▶ _Exercise_: Return the records exactly as they are.

=======

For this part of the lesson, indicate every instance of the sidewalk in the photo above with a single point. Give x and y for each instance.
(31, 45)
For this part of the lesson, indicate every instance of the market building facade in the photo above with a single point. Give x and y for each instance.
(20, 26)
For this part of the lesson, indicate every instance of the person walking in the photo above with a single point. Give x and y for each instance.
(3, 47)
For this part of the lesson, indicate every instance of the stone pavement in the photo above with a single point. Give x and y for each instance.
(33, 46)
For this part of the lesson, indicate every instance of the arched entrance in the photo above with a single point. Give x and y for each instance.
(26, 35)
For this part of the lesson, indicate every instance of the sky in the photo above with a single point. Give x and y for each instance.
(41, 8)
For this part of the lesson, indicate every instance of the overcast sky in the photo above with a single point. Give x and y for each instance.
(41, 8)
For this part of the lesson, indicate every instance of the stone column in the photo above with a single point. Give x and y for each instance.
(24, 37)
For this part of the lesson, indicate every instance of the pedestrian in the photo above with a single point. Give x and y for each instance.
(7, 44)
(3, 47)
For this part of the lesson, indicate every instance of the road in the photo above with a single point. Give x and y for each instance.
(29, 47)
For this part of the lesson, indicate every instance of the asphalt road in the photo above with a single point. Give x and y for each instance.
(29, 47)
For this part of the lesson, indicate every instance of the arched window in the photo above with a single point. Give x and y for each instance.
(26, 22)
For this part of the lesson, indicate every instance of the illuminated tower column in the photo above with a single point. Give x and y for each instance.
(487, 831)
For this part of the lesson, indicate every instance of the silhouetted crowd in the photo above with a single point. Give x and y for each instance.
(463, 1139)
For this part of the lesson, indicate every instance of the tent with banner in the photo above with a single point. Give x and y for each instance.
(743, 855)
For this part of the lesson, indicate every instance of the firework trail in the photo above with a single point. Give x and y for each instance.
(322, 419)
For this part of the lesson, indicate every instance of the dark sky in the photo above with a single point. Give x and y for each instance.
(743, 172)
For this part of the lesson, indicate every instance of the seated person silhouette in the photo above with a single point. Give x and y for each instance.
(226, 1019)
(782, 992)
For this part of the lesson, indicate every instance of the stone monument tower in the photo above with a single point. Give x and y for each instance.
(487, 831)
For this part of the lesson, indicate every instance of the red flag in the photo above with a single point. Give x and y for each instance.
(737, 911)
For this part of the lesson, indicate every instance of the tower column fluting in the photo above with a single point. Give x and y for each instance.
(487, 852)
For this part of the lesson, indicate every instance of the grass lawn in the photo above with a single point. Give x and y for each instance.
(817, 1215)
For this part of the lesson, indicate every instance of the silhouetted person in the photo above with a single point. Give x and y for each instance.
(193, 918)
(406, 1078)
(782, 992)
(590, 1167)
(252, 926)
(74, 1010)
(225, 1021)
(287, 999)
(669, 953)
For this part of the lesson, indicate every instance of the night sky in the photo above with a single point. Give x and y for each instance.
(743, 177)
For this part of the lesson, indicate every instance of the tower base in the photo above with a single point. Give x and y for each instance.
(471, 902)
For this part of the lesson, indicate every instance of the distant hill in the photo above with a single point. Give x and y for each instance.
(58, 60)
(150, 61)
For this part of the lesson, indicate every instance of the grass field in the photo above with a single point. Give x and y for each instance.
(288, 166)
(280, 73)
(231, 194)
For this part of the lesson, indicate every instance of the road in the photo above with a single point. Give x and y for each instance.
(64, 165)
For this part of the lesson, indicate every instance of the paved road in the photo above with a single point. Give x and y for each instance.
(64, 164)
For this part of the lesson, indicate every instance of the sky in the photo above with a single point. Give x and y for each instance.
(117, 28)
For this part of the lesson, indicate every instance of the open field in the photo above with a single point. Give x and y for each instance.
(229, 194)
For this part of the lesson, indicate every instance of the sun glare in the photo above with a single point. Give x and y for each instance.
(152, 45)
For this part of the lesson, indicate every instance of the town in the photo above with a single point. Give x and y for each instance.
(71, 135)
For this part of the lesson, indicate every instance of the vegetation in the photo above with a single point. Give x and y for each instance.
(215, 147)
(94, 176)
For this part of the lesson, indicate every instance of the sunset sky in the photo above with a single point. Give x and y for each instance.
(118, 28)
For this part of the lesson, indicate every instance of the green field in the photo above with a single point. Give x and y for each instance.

=======

▶ _Reply_:
For this part of the lesson, indicate every instance of the sidewalk in the photo above with a single point. Give x and y for each instance.
(31, 45)
For this part of the lesson, indicate every instance of the market building facade in the photo above with a single point. Give x and y for each instance.
(20, 26)
For this part of the lesson, indicate every instance of the person walking in the photo above with a single point. Give x and y for each instance.
(3, 47)
For this part of the lesson, indicate every instance of the stone pavement in the photo above with a single point. Give x and y for each instance.
(33, 46)
For this part of the lesson, indicate every instance of the arched entrance in the photo above with a single point. Give x and y for each instance.
(26, 35)
For this part of the lesson, indicate every instance of the sky in the photo above with a single point. Give x and y for each instance.
(41, 8)
For this part of the lesson, indicate every instance of the overcast sky in the photo above with a single point. Give x and y for each instance.
(41, 8)
For this part of the lesson, indicate every instance of the stone column in the photo above with a single point. Give x and y for each instance.
(24, 37)
For this part of the lesson, indicate every instance of the pedestrian in the photo above with a single point. Give x and y for each instance.
(7, 44)
(3, 47)
For this part of the lesson, indicate every instance of the road in the photo above with a single point. Give x and y for each instance.
(29, 47)
For this part of the lesson, indicate every instance of the asphalt road in the photo above with a single point. Give x and y for each instance.
(29, 47)
For this part of the lesson, indicate every instance of the arched window in the photo above with a single point. Give x and y for each instance.
(26, 22)
For this part of the lesson, indicate every instance of the illuminated tower column in the photo above with a single point. Give x and y for each instance.
(487, 831)
For this part of the lesson, indicate every instance of the silhouetted crowd in the photo above with a single point. Give x and y for each instance.
(463, 1139)
For this part of the lesson, indicate every instance of the tent with banner in the photo above with a single point. Give x and y for each instance.
(743, 855)
For this part of the lesson, indicate every instance of the firework trail in the photo above with a single point. Give x and y for each instance.
(322, 419)
For this part of the lesson, indicate every instance of the dark sky in the photo above with a single point. Give x and y for each instance.
(743, 172)
For this part of the lesson, indicate every instance of the seated person silhouette in the photo above with a single point. Give x and y for each instance.
(226, 1019)
(782, 992)
For this part of the lesson, indicate every instance of the stone monument tower in the photo above with a single point. Give x and y for each instance.
(487, 831)
For this part of the lesson, indicate every instance of the red flag in the photo above with a single point. Give x and y for each instance.
(737, 911)
For this part of the lesson, indicate every instance of the tower column fluting in the photo above with a single point. Give x and y for each instance.
(487, 852)
For this part of the lesson, indicate every instance of the grass lawn in the photo above with a single point. Give x and y for each instance.
(817, 1215)
For this part of the lesson, indicate every instance of the silhouetted person in the photo above with a single point. Give x and y for each instance.
(193, 918)
(406, 1078)
(782, 992)
(590, 1167)
(252, 926)
(74, 1010)
(225, 1021)
(287, 999)
(669, 953)
For this part of the lesson, indicate every instance of the night sky in the photo above with a single point. Give x and y for each instance.
(743, 177)
For this part of the lesson, indicate every instance of the tower base in the photo above with a single point. Give x and y for each instance.
(471, 902)
For this part of the lesson, indicate every instance of the distant hill in the photo above with a single point. Give x and y for each instance.
(58, 60)
(150, 61)
For this part of the lesson, indicate every instance of the grass field in the photo above with a single point. Give x and y for each instance.
(288, 166)
(280, 73)
(231, 194)
For this part of the lesson, indicate every instance of the road in the photo above with a single point. Give x and y for each instance.
(64, 165)
For this part of the lesson, indicate every instance of the paved road in the photo above with a single point. Give x and y for each instance.
(64, 164)
For this part of the lesson, indicate every instance of the sky in the photo above with a single point. Give x and y for each instance.
(117, 28)
For this part of the lesson, indicate every instance of the open field in the photo above with a single point. Give x and y for each instance.
(229, 194)
For this part of the lesson, indicate every instance of the sun glare in the photo above with a single point. Give x and y for each instance.
(152, 45)
For this part of the lesson, indicate every instance of the town in the photo above with a single point. Give x and y for each instance.
(71, 135)
For this part of the lesson, indicate every instance of the vegetation in the photo above with a single point. Give x and y for each instance.
(215, 147)
(94, 176)
For this part of the lesson, indicate every instance of the sunset sky in the photo above with a single point. Give x and y for each instance.
(118, 28)
For this part of the lesson, indicate every instance of the green field in the photo above with a single point. Give x and y for each instance.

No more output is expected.